Latihan singkat 1
Dalam kutipan tentang guru PPPK di Papua Barat Daya, sejak bulan dan tahun berapa pengangkatan guru PPPK diperhitungkan?

Kutipan teks
____
Peralihan status guru dari provinsi ke kota/kabupaten untuk guru PPPK belum dilakukan. Ini berbeda dengan guru ASN berstatus pegawai negeri sipil (PNS) yang sudah mulai dialihkan ke pemerintah kota/kabupaten di wilayah Papua Barat Daya.
Guru PPPK diperhitungkan pengangkatannya sejak Mei 2022. Namun, gaji yang dibayarkan sesuai status mereka sebagai guru PPPK baru terhitung Oktober, November, dan Desember 2022. Itu pun hanya gaji pokok.
”Kami sudah cukup bersabar. Dari rekrutmen, sudah lulus, lalu pemberian SK pengangkatan juga lama, terkatung-katung. Kini, kami harus lagi memperjuangkan nasib karena gaji tidak kunjung dibayar dan peralihan kami belum jelas. Kami guru PPPK sudah berbulan-bulan tidak dibayar gajinya. Lebih enak para guru honorer daerah, yang sampai saat ini masih lancar menerima gaji,” kata Ketua Forum Guru Sorong Raya Gleiser Patiran.
Gleiser adalah guru SMK negeri yang menjadi guru honorer daerah sekitar delapan tahun sebelum lulus tes guru PPPK pada akhir tahun 2021. Menurut dia, para guru yang sudah dinyatakan sah menjadi guru PPPK di tingkat nasional justru menjadi terkatung-katung ketika di daerah. SK daerah pun baru diberikan pada akhir Desember 2022 setelah para guru tak lelah mendesak ke sana kemari.
____
Latihan singkat 2
Saring catatan di bawah dan salin setiap barisnya yang memuat kata "bird". Huruf besar dan huruf kecil dibedakan.

Data yang diberikan
____
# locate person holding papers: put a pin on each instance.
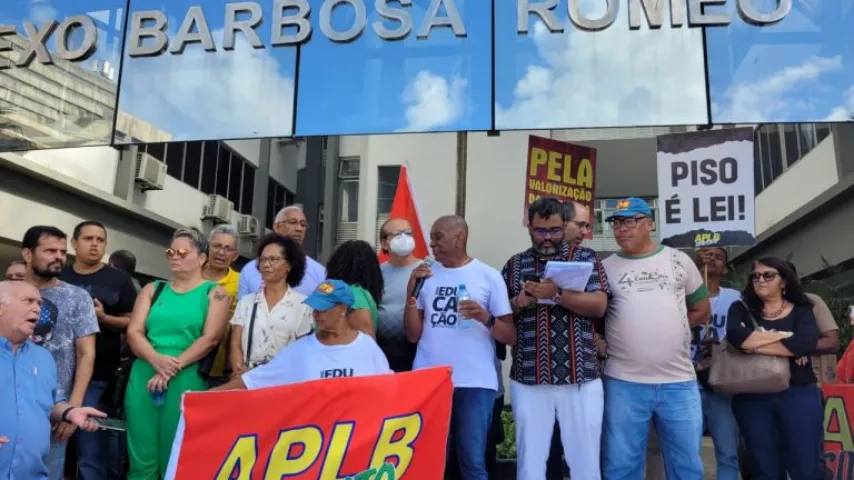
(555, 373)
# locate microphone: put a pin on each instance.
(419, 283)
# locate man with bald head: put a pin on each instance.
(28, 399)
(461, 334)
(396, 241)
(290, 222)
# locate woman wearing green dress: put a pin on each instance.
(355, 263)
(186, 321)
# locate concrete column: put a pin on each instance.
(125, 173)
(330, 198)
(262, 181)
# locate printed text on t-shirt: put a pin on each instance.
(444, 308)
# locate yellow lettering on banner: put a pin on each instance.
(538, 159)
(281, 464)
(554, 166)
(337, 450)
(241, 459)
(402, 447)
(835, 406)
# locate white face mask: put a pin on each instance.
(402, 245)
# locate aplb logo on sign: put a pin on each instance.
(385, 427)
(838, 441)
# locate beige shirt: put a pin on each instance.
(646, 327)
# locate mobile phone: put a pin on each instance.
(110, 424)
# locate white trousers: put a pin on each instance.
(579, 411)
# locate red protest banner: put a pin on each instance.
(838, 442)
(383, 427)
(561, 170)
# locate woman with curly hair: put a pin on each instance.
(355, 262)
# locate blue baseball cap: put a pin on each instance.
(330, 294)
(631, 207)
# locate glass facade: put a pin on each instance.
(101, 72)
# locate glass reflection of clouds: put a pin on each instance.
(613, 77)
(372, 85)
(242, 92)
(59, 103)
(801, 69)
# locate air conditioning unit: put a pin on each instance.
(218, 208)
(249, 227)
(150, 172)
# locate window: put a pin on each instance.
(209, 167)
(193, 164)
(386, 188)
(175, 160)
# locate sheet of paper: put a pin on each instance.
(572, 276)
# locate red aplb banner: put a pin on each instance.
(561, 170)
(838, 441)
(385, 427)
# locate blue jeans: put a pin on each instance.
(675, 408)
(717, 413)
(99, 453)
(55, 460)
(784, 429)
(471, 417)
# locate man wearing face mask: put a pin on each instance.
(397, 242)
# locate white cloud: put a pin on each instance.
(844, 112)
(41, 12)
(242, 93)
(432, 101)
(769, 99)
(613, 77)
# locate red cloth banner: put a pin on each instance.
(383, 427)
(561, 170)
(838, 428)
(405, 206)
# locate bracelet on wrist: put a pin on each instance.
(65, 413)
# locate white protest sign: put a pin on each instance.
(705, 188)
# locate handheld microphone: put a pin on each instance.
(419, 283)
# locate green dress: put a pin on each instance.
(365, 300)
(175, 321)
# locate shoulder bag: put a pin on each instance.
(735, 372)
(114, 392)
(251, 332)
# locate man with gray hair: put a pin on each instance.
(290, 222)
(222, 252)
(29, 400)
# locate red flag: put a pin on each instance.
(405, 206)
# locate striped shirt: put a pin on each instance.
____
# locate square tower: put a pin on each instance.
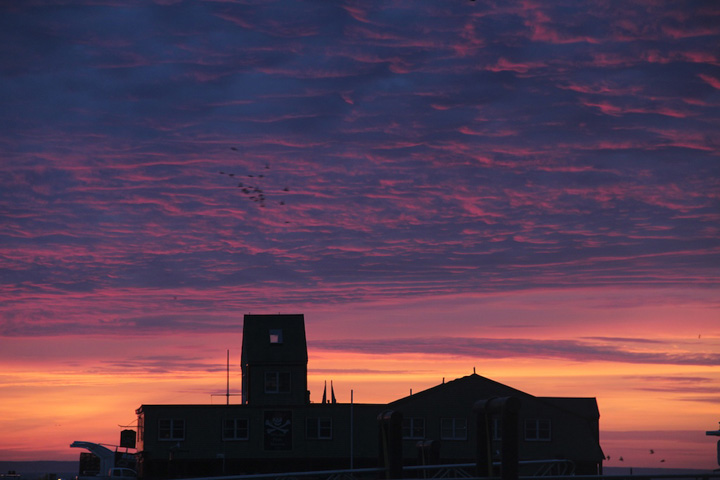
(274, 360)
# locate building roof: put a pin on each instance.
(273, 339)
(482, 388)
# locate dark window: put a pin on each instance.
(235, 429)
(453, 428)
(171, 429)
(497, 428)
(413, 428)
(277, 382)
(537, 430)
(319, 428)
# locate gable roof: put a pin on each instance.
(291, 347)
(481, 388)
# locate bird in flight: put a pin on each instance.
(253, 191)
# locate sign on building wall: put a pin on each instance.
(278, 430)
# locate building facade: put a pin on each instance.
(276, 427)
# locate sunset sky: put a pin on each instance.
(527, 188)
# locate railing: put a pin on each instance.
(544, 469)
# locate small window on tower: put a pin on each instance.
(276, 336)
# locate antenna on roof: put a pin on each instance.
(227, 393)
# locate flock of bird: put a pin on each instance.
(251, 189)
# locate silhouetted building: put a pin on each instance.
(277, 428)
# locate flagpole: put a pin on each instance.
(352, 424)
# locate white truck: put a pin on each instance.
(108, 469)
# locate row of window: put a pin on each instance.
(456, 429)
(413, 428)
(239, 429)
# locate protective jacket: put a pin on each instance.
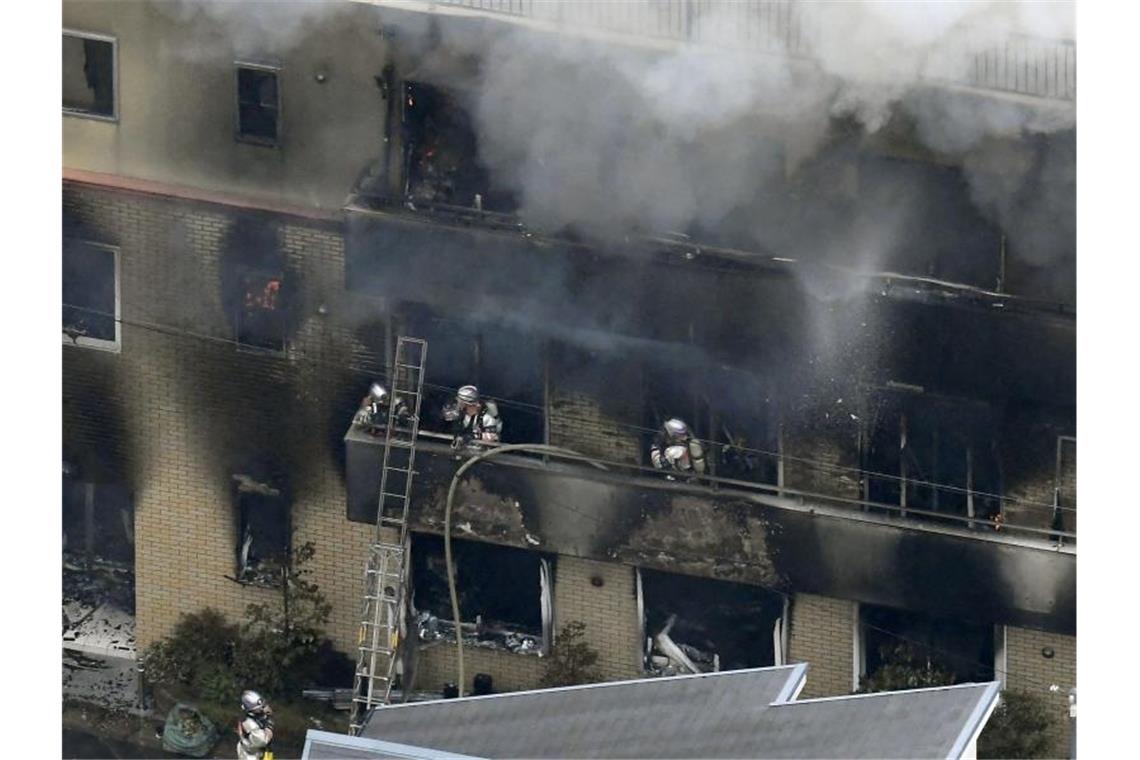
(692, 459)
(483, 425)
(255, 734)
____
Jawaban yang diharapkan 1
Sejak Mei 2022.

Jawaban yang diharapkan 2
# locate bird in flight: put a pin on each instance.
# locate flock of bird: put a pin on each instance.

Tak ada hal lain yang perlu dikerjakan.